Output the entries below as a two-column CSV with the headers "request" and "answer", one row per entry. Put each entry's text and its answer in a single quoted field each, replace line breaks with spaces, and leave out the pictures.

[Region labeling entries]
>>>

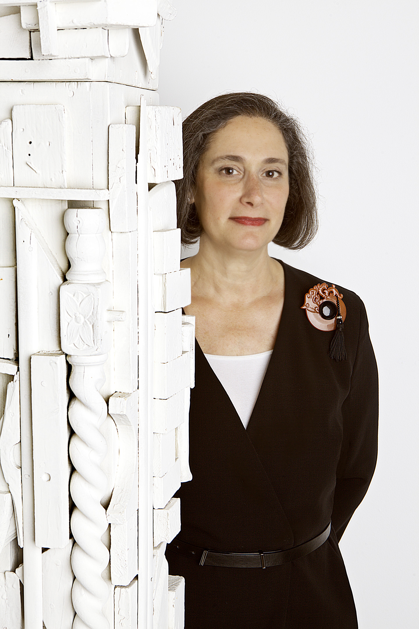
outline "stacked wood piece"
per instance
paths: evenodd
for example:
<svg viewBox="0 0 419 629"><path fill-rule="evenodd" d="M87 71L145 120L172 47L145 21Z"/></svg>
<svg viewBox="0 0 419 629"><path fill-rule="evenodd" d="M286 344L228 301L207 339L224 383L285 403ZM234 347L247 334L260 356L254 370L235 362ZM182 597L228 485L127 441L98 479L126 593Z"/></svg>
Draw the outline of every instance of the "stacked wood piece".
<svg viewBox="0 0 419 629"><path fill-rule="evenodd" d="M0 626L183 626L194 320L167 0L0 0ZM149 191L150 188L150 191ZM21 599L23 601L22 608Z"/></svg>

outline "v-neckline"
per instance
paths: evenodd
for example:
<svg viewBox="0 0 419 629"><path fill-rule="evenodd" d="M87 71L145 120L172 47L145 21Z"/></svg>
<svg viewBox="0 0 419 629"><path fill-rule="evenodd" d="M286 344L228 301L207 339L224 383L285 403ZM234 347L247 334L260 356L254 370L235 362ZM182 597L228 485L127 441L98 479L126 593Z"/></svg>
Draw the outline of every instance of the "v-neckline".
<svg viewBox="0 0 419 629"><path fill-rule="evenodd" d="M289 290L288 290L288 288L287 288L287 279L286 279L286 274L286 274L286 268L285 268L286 266L286 265L282 261L282 260L279 260L277 258L274 258L273 259L274 260L276 260L276 261L281 264L281 265L282 266L282 269L284 270L284 304L282 306L282 312L281 312L281 319L279 320L279 325L278 326L278 331L277 331L277 335L276 335L276 338L275 339L275 342L274 343L274 347L272 348L272 353L271 355L271 358L269 359L269 362L268 363L268 365L267 365L266 371L265 372L265 375L264 376L264 379L262 381L262 384L261 384L260 387L259 389L259 392L258 393L257 398L256 398L256 401L255 401L255 403L254 404L253 409L252 409L252 413L251 413L250 416L249 418L249 421L247 423L247 426L246 428L245 428L244 425L243 425L243 422L242 421L242 420L240 419L240 417L238 413L237 413L237 411L236 410L236 408L234 406L234 404L233 404L233 402L232 401L232 399L231 399L230 396L228 395L228 394L227 393L226 391L225 390L225 389L223 386L223 383L218 379L216 374L215 373L215 372L214 371L214 370L212 369L212 367L211 367L211 365L210 364L209 361L207 360L206 357L205 356L205 354L204 353L204 352L203 352L202 348L201 347L201 345L199 345L199 342L198 342L196 337L195 337L195 343L196 343L196 345L198 346L198 347L199 348L199 350L202 353L202 355L203 355L204 360L208 363L208 367L210 367L211 373L213 374L213 375L214 375L214 377L216 378L217 381L218 382L220 382L220 386L222 387L223 389L225 392L225 394L226 394L227 398L228 398L230 403L232 405L232 408L233 408L233 410L234 413L236 415L236 416L237 416L237 418L238 421L240 422L240 424L242 429L247 434L247 436L249 437L249 439L250 439L250 436L249 436L249 433L248 432L249 426L251 426L251 425L252 425L254 423L255 420L254 420L254 416L255 415L255 410L257 409L257 407L258 407L259 405L258 404L258 403L259 402L259 400L260 399L260 398L262 397L261 394L262 393L262 390L264 390L264 388L265 388L265 387L264 386L264 385L265 384L265 382L266 381L267 376L268 374L268 372L270 373L270 372L272 370L272 369L273 369L273 367L271 365L272 365L272 362L274 361L275 358L276 357L276 355L277 355L277 352L279 351L279 350L277 349L277 347L278 347L278 345L279 345L279 343L278 343L278 338L279 337L280 333L281 332L281 330L283 329L283 326L281 325L281 324L282 324L283 319L284 319L284 312L286 311L286 307L287 302L288 301L288 296L289 295ZM182 312L184 314L185 314L184 311L183 310L183 308L182 308ZM253 421L252 421L252 420L253 420Z"/></svg>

<<<

— THE ANSWER —
request,answer
"outline ""stacked wood piece"" per instance paths: evenodd for example: <svg viewBox=""0 0 419 629""><path fill-rule=""evenodd"" d=""M87 71L145 120L172 47L145 21Z""/></svg> <svg viewBox=""0 0 419 629""><path fill-rule=""evenodd"" d=""M286 344L228 301L207 339L224 383L285 403ZM234 347L247 334L260 356L254 370L235 362ZM182 597L228 485L127 441L98 479L126 593Z""/></svg> Draw the outline of every instance of the ""stacked wood piece"".","<svg viewBox=""0 0 419 629""><path fill-rule=""evenodd"" d=""M0 626L183 626L194 320L167 0L0 0ZM149 191L150 188L150 191ZM21 599L23 601L22 608Z""/></svg>"
"outline ""v-neckline"" per instance paths: evenodd for example: <svg viewBox=""0 0 419 629""><path fill-rule=""evenodd"" d=""M87 71L145 120L172 47L145 21Z""/></svg> <svg viewBox=""0 0 419 629""><path fill-rule=""evenodd"" d=""M286 344L228 301L207 339L224 383L285 403ZM234 347L247 334L260 356L254 370L235 362ZM182 597L228 485L127 441L98 479L126 593Z""/></svg> Draw the outline of every instance of the ""v-neckline"".","<svg viewBox=""0 0 419 629""><path fill-rule=""evenodd"" d=""M289 290L288 290L288 288L287 288L287 279L286 279L286 274L286 274L286 268L285 268L286 266L286 265L282 261L282 260L279 260L277 258L274 258L273 259L274 260L276 260L276 261L281 264L281 265L282 266L282 269L284 270L284 304L282 306L282 312L281 312L281 319L279 320L279 325L278 326L278 331L277 331L277 335L276 335L276 338L275 339L275 342L274 343L274 347L272 348L272 353L271 355L271 358L269 359L269 362L268 363L268 365L267 365L266 371L265 372L265 375L264 376L264 379L262 381L262 384L261 384L260 387L259 389L259 392L258 393L257 398L256 398L256 401L255 401L255 403L254 404L253 409L252 409L252 413L251 413L250 416L249 418L249 421L247 423L247 426L246 428L245 428L244 425L243 425L243 422L242 421L242 420L240 419L240 417L238 413L237 413L237 411L236 410L236 408L234 406L234 404L233 404L233 402L232 401L232 399L231 399L230 396L228 395L228 394L227 393L226 391L225 390L225 389L223 386L223 383L218 379L216 374L215 373L215 372L214 371L214 370L212 369L212 367L211 367L211 365L210 364L209 361L207 360L206 357L205 356L205 354L204 353L204 352L203 352L202 348L201 347L201 345L199 345L199 342L198 342L196 337L195 337L195 343L196 343L196 345L198 346L198 347L199 348L199 350L202 353L202 355L203 355L204 360L208 363L208 367L210 367L211 373L213 374L213 375L214 375L214 377L216 378L217 381L218 382L220 382L220 386L222 387L223 389L225 392L225 394L226 394L227 398L228 398L230 403L232 405L232 408L233 408L233 410L234 413L236 415L236 416L237 416L237 418L238 421L240 422L240 424L242 429L247 434L247 436L249 437L249 439L250 439L250 436L249 436L249 433L248 432L249 426L251 426L251 425L252 425L254 423L255 420L254 420L254 416L255 415L255 410L257 409L257 407L258 407L259 405L258 404L258 403L259 402L259 400L260 399L260 398L262 397L261 394L262 393L262 390L264 390L264 388L265 388L265 387L264 386L264 385L265 384L265 382L266 381L267 376L268 374L268 372L270 373L270 372L272 370L272 369L273 369L273 367L271 365L272 365L272 362L274 361L275 358L276 357L276 355L277 355L277 352L279 351L279 350L277 349L277 347L278 347L278 345L279 345L279 343L278 343L278 338L279 337L280 333L281 332L281 330L283 329L283 326L281 325L281 324L282 324L283 319L284 319L284 312L286 311L286 307L287 302L288 301L288 296L289 295ZM182 312L184 314L185 314L184 311L183 310L183 308L182 308ZM253 421L252 421L252 420L253 420Z""/></svg>"